***** Provided material *****

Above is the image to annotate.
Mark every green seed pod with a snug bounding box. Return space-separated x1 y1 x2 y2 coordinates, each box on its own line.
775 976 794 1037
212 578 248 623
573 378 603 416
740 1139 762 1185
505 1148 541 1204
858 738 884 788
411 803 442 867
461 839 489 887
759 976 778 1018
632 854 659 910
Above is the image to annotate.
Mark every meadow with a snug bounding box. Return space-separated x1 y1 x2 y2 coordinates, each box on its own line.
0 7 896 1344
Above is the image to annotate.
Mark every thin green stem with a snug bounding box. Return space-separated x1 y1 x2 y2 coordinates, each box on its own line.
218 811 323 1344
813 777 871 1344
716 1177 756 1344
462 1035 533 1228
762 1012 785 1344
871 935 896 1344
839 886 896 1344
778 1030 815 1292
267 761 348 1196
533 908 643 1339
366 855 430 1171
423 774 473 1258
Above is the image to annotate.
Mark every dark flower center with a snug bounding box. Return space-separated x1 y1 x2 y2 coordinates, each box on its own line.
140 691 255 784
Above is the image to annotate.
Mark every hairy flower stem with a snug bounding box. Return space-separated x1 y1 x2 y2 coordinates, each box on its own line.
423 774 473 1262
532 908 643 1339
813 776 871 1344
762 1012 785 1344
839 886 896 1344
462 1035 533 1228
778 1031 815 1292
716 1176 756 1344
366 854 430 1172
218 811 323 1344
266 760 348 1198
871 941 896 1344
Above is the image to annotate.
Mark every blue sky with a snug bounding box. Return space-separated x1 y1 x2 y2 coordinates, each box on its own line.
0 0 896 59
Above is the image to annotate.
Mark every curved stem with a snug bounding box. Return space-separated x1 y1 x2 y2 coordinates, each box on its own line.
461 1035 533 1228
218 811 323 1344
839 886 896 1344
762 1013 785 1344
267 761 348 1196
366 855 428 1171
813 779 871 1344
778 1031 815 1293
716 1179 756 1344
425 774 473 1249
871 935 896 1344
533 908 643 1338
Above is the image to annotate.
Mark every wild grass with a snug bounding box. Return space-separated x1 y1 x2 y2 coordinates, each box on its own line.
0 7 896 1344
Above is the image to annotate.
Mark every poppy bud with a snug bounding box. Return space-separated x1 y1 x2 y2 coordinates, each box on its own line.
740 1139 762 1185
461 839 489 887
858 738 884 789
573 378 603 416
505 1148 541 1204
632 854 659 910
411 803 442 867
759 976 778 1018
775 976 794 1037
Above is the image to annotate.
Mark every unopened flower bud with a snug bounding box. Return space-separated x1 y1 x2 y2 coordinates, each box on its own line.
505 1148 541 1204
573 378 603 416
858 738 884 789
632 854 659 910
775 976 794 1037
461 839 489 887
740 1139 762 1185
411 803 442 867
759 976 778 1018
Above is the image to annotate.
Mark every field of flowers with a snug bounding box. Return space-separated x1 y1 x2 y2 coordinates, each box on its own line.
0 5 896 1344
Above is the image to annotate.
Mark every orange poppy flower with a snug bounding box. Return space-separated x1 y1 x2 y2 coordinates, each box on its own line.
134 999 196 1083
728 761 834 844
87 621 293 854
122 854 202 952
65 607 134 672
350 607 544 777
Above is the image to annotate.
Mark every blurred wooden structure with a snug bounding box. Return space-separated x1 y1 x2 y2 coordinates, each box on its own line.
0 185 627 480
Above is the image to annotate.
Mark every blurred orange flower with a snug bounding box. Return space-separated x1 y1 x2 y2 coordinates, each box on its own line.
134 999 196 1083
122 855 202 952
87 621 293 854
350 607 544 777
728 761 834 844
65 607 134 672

*****
***** Provided material *****

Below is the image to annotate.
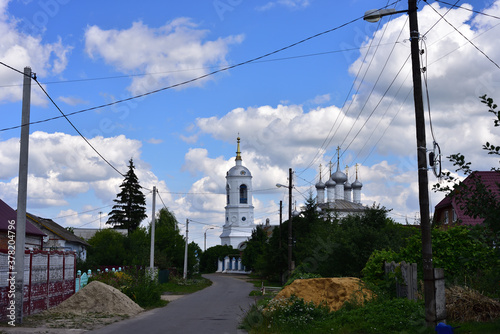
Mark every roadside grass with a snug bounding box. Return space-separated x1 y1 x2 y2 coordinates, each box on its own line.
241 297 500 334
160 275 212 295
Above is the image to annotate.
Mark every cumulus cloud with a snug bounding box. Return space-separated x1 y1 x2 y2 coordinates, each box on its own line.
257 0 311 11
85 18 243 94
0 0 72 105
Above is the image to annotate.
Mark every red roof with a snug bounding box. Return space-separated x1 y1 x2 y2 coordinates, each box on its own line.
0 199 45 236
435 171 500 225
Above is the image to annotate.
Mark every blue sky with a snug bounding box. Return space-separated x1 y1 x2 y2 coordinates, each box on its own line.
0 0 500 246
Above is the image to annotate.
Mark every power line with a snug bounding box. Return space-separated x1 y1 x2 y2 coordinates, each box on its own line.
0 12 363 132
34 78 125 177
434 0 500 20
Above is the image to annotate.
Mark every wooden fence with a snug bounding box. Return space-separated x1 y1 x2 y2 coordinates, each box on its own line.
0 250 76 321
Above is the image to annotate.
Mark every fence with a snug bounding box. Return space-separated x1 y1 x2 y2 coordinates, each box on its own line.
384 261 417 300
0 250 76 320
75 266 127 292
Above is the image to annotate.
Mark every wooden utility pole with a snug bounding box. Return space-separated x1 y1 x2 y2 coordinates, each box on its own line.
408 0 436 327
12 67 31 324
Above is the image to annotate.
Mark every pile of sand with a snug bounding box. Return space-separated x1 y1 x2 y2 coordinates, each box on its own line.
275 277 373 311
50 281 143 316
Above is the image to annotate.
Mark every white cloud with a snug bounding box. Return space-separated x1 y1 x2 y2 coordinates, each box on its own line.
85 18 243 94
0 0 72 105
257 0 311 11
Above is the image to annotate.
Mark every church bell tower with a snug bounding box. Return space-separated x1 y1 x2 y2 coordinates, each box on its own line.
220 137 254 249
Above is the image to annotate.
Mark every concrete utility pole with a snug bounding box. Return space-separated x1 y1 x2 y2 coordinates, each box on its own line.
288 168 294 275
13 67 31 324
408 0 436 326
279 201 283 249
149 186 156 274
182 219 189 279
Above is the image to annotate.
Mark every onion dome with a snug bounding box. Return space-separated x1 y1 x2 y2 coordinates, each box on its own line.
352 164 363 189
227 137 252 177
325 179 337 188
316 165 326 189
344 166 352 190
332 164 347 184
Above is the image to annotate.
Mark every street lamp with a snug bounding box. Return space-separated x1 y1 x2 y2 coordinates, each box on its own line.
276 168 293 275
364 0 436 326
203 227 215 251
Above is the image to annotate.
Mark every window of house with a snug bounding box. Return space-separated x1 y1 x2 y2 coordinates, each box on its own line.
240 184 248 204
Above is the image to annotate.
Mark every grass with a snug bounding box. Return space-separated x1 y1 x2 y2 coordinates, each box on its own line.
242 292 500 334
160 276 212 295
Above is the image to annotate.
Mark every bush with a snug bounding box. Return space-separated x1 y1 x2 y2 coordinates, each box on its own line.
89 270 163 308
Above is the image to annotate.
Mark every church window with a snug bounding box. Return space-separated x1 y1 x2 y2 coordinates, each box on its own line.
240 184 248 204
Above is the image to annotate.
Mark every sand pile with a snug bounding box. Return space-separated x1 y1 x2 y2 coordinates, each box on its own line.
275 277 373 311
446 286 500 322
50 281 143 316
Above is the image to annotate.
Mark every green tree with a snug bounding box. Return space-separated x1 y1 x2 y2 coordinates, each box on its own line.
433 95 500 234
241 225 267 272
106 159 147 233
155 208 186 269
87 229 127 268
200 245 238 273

*****

What this task involves: Collect each line above that contains the word "church", copying it in full. Matching is case-sensitive.

Result of this exercise:
Mark every church bell tower with a snug bounding box. Return space-separated x1 y1 x2 y2 coordinates, each box on its own line.
Mark every church window with a snug bounding box. Return space-separated x1 y1 x2 y2 coordinates, each box on its own line.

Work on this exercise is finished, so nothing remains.